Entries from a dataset
###
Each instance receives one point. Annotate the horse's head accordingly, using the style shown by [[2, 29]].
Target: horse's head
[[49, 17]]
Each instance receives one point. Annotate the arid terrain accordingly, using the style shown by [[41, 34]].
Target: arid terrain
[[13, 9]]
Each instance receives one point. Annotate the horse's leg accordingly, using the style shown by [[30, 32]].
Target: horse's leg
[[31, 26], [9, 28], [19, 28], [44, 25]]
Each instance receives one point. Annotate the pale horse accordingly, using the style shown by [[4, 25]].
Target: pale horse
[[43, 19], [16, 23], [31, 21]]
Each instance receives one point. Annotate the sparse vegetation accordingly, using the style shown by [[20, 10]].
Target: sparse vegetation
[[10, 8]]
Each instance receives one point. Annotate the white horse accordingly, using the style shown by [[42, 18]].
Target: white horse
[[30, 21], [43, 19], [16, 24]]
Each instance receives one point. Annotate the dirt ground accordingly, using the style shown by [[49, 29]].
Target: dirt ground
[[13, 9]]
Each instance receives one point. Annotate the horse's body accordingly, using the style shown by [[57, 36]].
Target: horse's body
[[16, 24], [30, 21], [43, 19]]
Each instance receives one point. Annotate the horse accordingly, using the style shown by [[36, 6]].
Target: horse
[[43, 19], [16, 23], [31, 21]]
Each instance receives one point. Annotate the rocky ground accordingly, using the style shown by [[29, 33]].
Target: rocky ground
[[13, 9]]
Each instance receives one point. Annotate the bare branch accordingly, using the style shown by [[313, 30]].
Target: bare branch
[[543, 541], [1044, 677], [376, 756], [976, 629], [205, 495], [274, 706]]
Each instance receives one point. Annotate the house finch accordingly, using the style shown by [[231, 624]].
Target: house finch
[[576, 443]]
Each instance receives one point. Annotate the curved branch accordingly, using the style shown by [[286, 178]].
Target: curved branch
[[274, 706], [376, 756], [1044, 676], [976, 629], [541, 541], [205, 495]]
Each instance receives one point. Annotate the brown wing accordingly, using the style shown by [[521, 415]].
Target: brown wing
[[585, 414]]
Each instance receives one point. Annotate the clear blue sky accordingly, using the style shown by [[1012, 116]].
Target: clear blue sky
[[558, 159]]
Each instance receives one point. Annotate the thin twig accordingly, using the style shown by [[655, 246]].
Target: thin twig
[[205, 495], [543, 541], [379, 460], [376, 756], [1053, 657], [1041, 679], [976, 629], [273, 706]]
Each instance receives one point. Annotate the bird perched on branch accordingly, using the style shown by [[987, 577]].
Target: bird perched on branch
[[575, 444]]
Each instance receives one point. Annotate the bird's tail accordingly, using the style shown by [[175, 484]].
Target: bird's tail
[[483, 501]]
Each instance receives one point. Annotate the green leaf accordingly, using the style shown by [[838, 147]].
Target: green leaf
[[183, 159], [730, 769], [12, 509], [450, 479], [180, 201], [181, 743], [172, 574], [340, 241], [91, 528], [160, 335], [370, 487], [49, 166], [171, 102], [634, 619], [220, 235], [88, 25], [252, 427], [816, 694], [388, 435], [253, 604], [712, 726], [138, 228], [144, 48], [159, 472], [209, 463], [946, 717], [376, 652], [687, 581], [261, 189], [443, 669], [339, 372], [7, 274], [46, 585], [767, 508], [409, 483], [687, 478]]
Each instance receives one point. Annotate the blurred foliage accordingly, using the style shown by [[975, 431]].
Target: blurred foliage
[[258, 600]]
###
## What you are asked to do
Rewrite the entries starting at the line that contains "Each instance receives one point. Annotate the sparse" and ending at the line that contains "[[575, 444]]", substituting "limb" for every "branch" and leaving everything else unchanged. Return only those lines.

## Task solution
Each instance receives one point. Annotate the sparse vegetation accordingly, using the style shown by [[20, 10]].
Target: sparse vegetation
[[10, 8]]
Each instance receives one point. Annotate the white horse accordingly, using the style shown by [[42, 18]].
Target: white horse
[[30, 21], [43, 19], [16, 24]]
Each instance receives one point. Annotate the dirt ground accordingly, using the style shown by [[49, 29]].
Target: dirt ground
[[13, 9]]
Each instance receives one point. Annotate the horse's body accordingly, using the style shown by [[57, 36]].
Target: horse's body
[[16, 24], [30, 21], [43, 19]]
Each instance receives one point. Annotate the horse accordingly, using the style shown by [[36, 6]].
Target: horse
[[43, 19], [16, 23], [31, 21]]
Each instance receives one point. Annotate the rocky ground accordingly, using the style shown by [[29, 33]].
Target: rocky ground
[[13, 9]]
Each instance receives one point. Annotate the bare limb accordingly, using the style shown by [[313, 30]].
Target: bare limb
[[543, 541], [1044, 677], [376, 756], [976, 629], [205, 495], [274, 706]]
Each instance receives one point. Annotate the house finch accordingly, using the style shown by [[231, 624]].
Target: house finch
[[576, 443]]
Each instance receives one point. Annotate the curved limb accordingly, using the style shown by [[286, 178]].
Target: curved limb
[[274, 706], [376, 756], [1044, 676], [976, 629], [541, 541], [205, 495]]
Each instance receives one point. Annotate the brown wing accordingly, using the style shown by [[521, 415]].
Target: brown wing
[[585, 414]]
Each instance receives one point. Annotate the clear blue sky accordingly, using the style shown by [[1012, 116]].
Target: clear blue sky
[[558, 159]]
Each instance receives one point. Annotate the thin twig accordingly, using the style shown by [[655, 246]].
Target: thin twig
[[205, 495], [543, 541], [379, 460], [376, 756], [1053, 657], [1041, 679], [976, 629], [273, 706]]
Each instance receives one point. Annotate the bird perched on limb accordingly, using the style shown by [[987, 577]].
Target: bird perched on limb
[[575, 444]]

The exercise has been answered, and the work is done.